(WHAT THE TASK ASKS)
In the data from the line with "Each instance of the distant" up to and including the line with "[(264, 111)]", rename every "tuples" to "pairs". Return only those lines, with nothing else changed.

Extracted records

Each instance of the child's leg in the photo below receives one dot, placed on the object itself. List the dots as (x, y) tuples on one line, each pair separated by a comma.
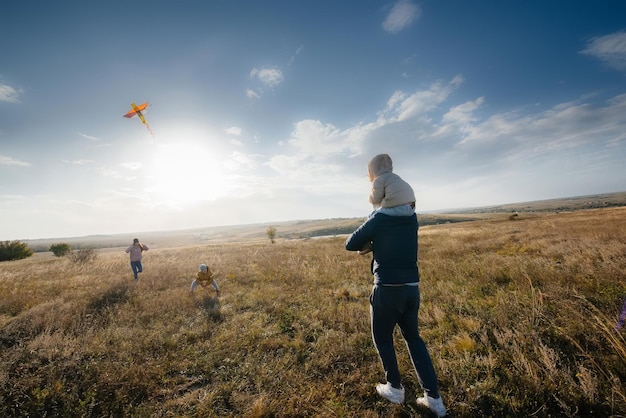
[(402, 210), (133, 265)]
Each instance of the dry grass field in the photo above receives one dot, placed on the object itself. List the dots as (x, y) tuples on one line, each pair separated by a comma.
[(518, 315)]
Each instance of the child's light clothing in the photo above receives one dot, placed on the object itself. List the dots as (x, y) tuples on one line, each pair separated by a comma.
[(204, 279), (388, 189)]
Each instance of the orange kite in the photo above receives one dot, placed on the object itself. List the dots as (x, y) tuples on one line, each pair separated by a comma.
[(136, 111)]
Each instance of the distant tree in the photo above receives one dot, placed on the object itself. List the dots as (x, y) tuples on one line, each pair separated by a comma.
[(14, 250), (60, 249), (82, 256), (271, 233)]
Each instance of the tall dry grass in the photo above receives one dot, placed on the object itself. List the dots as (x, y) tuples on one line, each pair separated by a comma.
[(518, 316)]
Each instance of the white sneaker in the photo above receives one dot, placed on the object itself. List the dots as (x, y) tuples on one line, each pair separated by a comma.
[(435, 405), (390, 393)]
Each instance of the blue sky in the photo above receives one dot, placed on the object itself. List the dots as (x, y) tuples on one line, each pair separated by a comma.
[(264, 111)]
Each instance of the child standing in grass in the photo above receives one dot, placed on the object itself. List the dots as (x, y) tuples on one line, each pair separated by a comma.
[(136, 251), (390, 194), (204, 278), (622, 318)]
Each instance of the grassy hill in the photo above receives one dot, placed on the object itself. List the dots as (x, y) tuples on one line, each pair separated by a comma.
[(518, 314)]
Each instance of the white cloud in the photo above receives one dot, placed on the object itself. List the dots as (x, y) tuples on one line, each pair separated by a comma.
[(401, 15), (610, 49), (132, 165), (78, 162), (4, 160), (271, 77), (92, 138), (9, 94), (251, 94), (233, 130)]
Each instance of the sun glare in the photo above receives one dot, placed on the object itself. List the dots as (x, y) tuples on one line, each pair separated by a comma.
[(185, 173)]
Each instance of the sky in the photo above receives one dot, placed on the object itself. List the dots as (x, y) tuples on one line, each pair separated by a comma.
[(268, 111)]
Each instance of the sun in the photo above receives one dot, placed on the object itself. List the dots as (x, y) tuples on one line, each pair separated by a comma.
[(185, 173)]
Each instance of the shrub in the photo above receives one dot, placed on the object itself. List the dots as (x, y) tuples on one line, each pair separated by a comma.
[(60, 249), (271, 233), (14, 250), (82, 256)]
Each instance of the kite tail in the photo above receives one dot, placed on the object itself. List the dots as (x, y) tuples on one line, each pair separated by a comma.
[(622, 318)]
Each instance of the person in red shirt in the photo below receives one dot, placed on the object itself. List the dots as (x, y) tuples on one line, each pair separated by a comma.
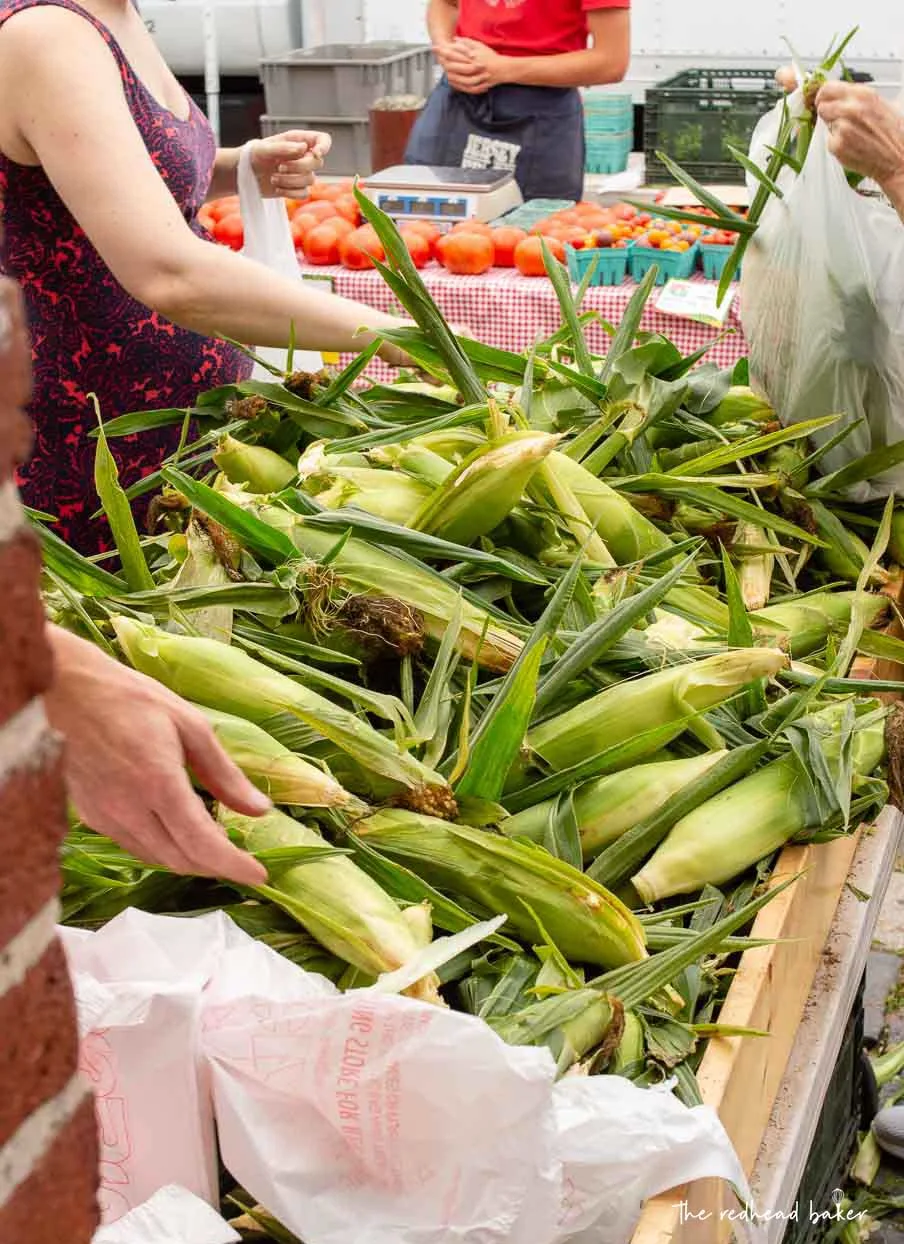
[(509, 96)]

---

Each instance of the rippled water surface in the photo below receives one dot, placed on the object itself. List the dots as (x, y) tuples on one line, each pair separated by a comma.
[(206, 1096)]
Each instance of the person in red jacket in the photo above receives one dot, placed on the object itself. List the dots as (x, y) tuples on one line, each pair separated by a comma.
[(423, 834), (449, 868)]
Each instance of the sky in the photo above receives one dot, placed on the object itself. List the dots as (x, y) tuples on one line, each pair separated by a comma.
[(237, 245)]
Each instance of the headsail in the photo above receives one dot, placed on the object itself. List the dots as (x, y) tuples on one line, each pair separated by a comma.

(SOLVED EXERCISE)
Each instance of the distant tree in the photo above receives one dot, placed on the object itself. List the dots as (x, y) pairs on one line, each pair separated by a comma.
[(14, 250), (60, 249), (82, 256), (271, 233)]
Each instance of the tall dry grass in the photo above receives one dot, placed on the object itself. List the dots as (x, y) pairs on one line, each pair separated by a comma.
[(518, 316)]
Each instance of the white sneaker in the photo above receives one dot, placed on the object itself. List the dots as (x, y) pairs on one line, each pair separated by a comma.
[(435, 405), (390, 393)]
Each instance of the blue sky in the photo above receives one dot, placed on the object itself. List the dots as (x, y) pairs on one line, each pair separated by a comma.
[(264, 111)]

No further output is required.